- [Perintah]:
Salin tanpa diubah bagian teks tentang hutan Pesanguan, mulai dari kata-kata yang memuat "Haryanto Ketua Kelompok" dan berhenti setelah "masih menggantungkan hidupnya pada hutan.".
━━━ Teks yang Diberikan
141 views Mantan Perambah yang Kini Melestarikan Hutan - KEHATI KEHATI

Mantan Perambah yang Kini Melestarikan Hutan



Kelompok Pelestari Hutan Pesanguan merestorasi areal perambahan hutan menjadi hutan yang aktif kembali. Kelompok ini sebagian besar adalah mantan perambah di TNBBS.

  • Date:
    10 Des 2024
  • Author:
    KEHATI

Interaksi masyarakat dengan kawasan taman nasional punya sejarah panjang di Pekon (desa) Pesanguan, sebuah desa penyangga di Taman Nasional Bukit Barisan Selatan (TNBBS). Masyarakat telah lama merambah hutan dan krisis ekonomi 1997-1998 menyebabkan perambahan semakin luas. Kawasan taman nasional kian tertekan oleh kebakaran hutan pada kurun tahun 2012-2013. Habitat satwa liar rusak sehingga memunculkan konflik antara manusia dengan satwa di pemukiman warga. Kini lahan-lahan bekas perambahan itu telah kembali menjadi hutan aktif berkat geliat Kelompok Pelestari Hutan Pesanguan (KPHP).

 

Pesanguan merupakan satu dari 14 pekon (desa) yang berada di kecamatan Pematang Sawah, Kabupaten Tanggamus, Lampung. Dengan luas 312 hektar, Pesanguan berbatasan langsung dengan kawasan TNBBS di sebelah Barat dan Selatan. Menurut beberapa sumber, Desa Pesanguan sudah ada sejak tahun 1976. Pada masa itu ada sekelompok pendatang dari Jawa yang membuka hutan tersebut untuk pemukiman dan pertanian.

 

“Masyarakat di Pekon Pesanguan ini dulunya sangat menggantungkan hidupnya pada hutan. Kami dulu merambah hutan. Masyarakat menggunakan areal di dalam kawasan untuk menanam kopi, kakao dan bahkan juga dulunya menanam padi,” kata Haryanto Ketua KPHP di desa Pesanguan, Kecamatan Pematang Sawah, Kabupaten Tanggamus, Provinsi Lampung.

 

Haryanto Ketua Kelompok Pelestari Hutan Pesanguan. Haryanto mengakui agak sulit mengajak masyarakat untuk ikut dalam restorasi hutan. Hal ini terjadi karena masyarakat masih menggantungkan hidupnya pada hutan.

 

Perambahan hutan oleh masyarakat ini seringkali ditertibkan. Menurut Haryanto, operasi penertiban dengan membongkar gubuk-gubuk penggarap menuai konflik hingga 2011. Masyarakat juga kerap berkonflik dengan beruang, gajah dan harimau karena habitat satwa tersebut terusik oleh kegiatan manusia.Konservasi tingkat lokal Pekon Pesanguan diinisiasi oleh sejumlah warga yang kemudian membentuk Kelompok Pelestari Hutan Pesanguan (KPHP).  Gerakan ini dilatarbelakangi oleh konflik manusia dengan satwa, yaitu gajah yang sering melewati pemukiman warga. Konflik terjadi karena jalur yang biasa dilewati gajah ternyata sudah menjadi pemukiman warga dan kebun. Konflik ini menyebabkan warga tewas dan kebun masyarakat rusak karena gajah tidak mengenal jalur lain selain yang biasa dilewati.
━━━━━━
━━━ Cuplikan Baris
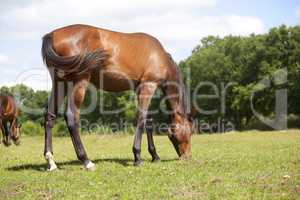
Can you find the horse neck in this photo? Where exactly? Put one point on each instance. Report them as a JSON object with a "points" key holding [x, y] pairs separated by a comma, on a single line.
{"points": [[174, 89]]}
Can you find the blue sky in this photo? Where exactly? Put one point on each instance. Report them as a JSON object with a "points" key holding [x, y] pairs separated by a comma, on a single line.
{"points": [[178, 24]]}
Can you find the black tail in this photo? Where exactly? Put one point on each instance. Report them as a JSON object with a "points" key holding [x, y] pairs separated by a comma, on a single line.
{"points": [[71, 65]]}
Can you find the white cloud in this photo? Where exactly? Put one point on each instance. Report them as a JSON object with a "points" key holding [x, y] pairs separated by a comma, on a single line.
{"points": [[3, 59], [178, 24]]}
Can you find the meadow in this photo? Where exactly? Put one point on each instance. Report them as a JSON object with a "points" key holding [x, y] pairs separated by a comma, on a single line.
{"points": [[238, 165]]}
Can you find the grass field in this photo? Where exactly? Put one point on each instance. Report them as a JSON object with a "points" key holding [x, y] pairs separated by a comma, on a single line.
{"points": [[248, 165]]}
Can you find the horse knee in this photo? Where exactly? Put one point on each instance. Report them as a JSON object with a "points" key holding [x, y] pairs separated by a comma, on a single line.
{"points": [[69, 118], [49, 120]]}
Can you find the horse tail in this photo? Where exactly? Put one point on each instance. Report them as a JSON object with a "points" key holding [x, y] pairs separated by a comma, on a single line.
{"points": [[71, 65]]}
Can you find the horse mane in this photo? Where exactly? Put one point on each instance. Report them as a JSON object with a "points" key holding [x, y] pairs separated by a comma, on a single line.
{"points": [[182, 89], [71, 65]]}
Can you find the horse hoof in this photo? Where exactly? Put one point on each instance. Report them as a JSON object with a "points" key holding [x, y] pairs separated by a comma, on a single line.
{"points": [[52, 168], [155, 160], [7, 144], [137, 163], [90, 166]]}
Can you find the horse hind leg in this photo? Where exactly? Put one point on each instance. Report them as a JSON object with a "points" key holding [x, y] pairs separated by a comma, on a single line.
{"points": [[56, 99], [151, 146], [76, 95]]}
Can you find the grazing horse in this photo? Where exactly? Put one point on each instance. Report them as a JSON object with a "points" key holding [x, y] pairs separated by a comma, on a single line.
{"points": [[77, 55], [8, 120]]}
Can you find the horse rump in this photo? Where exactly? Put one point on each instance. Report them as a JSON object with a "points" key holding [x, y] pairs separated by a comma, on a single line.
{"points": [[71, 65]]}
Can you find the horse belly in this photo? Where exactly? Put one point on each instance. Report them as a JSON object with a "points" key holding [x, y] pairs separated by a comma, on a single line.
{"points": [[113, 82]]}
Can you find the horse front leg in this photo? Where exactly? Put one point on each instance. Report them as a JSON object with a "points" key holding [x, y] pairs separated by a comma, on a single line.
{"points": [[145, 93], [56, 99], [5, 133], [151, 146], [72, 116]]}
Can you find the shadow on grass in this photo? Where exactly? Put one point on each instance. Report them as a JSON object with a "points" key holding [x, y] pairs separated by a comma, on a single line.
{"points": [[42, 167]]}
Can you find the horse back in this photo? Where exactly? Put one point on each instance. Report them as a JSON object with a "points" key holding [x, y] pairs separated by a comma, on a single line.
{"points": [[8, 108]]}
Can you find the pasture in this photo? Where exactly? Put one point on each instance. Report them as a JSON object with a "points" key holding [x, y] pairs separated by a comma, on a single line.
{"points": [[247, 165]]}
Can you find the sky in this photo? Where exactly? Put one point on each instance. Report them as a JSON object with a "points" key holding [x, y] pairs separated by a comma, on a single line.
{"points": [[178, 24]]}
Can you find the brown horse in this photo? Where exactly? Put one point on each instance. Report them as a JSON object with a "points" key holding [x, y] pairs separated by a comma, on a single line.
{"points": [[8, 120], [77, 55]]}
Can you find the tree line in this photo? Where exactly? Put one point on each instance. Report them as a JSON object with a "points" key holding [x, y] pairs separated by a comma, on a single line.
{"points": [[221, 76]]}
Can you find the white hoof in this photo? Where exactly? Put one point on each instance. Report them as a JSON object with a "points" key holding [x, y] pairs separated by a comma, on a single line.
{"points": [[52, 168], [90, 166], [51, 164]]}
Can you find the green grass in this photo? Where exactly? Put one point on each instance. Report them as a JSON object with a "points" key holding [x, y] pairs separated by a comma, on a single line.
{"points": [[248, 165]]}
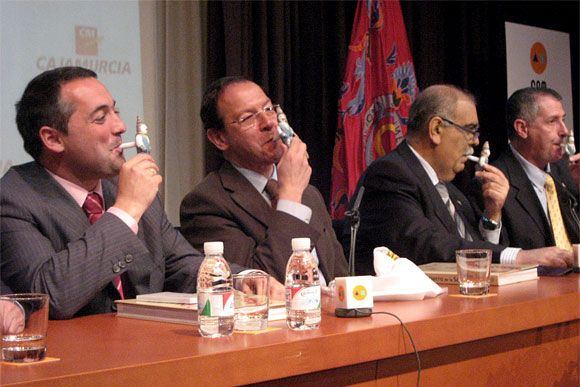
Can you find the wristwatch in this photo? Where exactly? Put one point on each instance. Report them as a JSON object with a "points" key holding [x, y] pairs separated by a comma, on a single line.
{"points": [[489, 224]]}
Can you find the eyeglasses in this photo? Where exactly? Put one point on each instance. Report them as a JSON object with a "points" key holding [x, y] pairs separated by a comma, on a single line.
{"points": [[250, 121], [473, 132]]}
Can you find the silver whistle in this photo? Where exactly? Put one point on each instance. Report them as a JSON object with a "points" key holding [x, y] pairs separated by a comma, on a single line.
{"points": [[484, 156], [284, 130], [141, 139]]}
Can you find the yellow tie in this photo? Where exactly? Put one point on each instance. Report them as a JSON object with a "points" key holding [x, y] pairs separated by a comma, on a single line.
{"points": [[560, 235]]}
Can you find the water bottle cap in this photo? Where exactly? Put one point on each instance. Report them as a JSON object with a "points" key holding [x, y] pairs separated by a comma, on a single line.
{"points": [[300, 243], [213, 247]]}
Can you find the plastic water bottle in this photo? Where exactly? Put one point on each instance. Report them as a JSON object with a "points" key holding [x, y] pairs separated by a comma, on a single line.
{"points": [[302, 287], [215, 293]]}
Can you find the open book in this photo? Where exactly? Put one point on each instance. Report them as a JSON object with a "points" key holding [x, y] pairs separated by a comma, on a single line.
{"points": [[175, 312], [446, 272]]}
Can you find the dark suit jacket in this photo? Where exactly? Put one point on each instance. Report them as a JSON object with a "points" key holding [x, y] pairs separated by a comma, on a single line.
{"points": [[402, 210], [226, 207], [524, 223], [48, 246]]}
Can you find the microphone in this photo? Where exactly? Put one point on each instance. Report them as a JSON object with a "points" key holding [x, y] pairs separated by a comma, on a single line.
{"points": [[354, 216]]}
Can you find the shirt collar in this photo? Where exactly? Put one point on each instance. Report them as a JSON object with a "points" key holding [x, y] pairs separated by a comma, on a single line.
{"points": [[78, 193], [535, 174], [426, 166]]}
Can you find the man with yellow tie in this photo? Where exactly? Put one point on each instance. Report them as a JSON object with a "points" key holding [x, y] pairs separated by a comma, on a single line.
{"points": [[541, 208]]}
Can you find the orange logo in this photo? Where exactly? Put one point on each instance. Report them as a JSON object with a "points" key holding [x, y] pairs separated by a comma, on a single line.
{"points": [[359, 292], [538, 57], [341, 293], [86, 40]]}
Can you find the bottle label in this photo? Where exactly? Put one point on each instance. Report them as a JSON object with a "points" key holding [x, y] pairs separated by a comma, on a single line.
{"points": [[303, 298], [215, 304]]}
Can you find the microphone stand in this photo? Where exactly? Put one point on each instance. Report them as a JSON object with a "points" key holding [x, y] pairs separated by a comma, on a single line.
{"points": [[354, 217]]}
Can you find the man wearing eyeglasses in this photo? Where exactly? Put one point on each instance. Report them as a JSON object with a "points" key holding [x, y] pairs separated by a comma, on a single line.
{"points": [[534, 162], [237, 204], [409, 204]]}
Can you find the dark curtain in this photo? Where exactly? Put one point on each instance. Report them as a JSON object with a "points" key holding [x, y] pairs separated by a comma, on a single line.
{"points": [[296, 50]]}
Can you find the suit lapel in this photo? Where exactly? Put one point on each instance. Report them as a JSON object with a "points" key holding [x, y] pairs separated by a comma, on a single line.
{"points": [[439, 208], [524, 193], [64, 208]]}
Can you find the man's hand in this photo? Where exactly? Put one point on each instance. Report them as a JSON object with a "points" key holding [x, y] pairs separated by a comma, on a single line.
{"points": [[277, 290], [293, 172], [138, 184], [546, 256], [495, 187], [574, 166], [11, 318]]}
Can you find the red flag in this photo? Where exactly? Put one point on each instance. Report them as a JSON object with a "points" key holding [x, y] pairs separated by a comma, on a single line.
{"points": [[377, 92]]}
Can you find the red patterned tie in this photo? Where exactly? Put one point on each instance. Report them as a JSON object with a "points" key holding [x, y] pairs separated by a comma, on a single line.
{"points": [[93, 207]]}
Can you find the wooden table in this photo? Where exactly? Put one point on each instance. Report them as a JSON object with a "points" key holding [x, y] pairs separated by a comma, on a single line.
{"points": [[525, 335]]}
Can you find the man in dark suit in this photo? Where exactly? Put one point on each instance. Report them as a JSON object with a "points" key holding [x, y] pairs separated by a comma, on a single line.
{"points": [[536, 129], [233, 205], [406, 203], [71, 128]]}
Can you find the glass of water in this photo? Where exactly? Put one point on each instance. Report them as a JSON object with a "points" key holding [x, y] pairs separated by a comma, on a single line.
{"points": [[473, 271], [251, 301], [23, 325]]}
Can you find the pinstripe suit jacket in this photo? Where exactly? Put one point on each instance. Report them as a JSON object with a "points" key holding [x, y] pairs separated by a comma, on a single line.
{"points": [[225, 206], [48, 246], [402, 210], [524, 221]]}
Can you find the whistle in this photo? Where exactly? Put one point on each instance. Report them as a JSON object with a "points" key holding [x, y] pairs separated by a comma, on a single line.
{"points": [[568, 146], [141, 139], [484, 156]]}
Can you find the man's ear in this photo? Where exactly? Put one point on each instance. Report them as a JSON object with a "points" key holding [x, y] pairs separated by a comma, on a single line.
{"points": [[521, 128], [52, 139], [434, 130], [218, 138]]}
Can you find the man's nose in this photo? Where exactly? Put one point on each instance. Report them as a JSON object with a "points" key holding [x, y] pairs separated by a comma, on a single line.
{"points": [[118, 125]]}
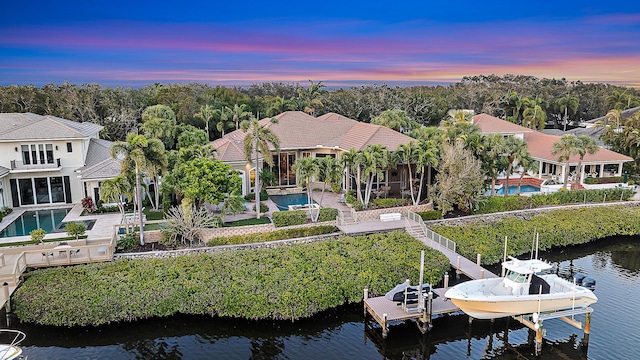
━━━━━━
- [Hasil yang Benar]:
Haryanto Ketua Kelompok Pelestari Hutan Pesanguan. Haryanto mengakui agak sulit mengajak masyarakat untuk ikut dalam restorasi hutan. Hal ini terjadi karena masyarakat masih menggantungkan hidupnya pada hutan.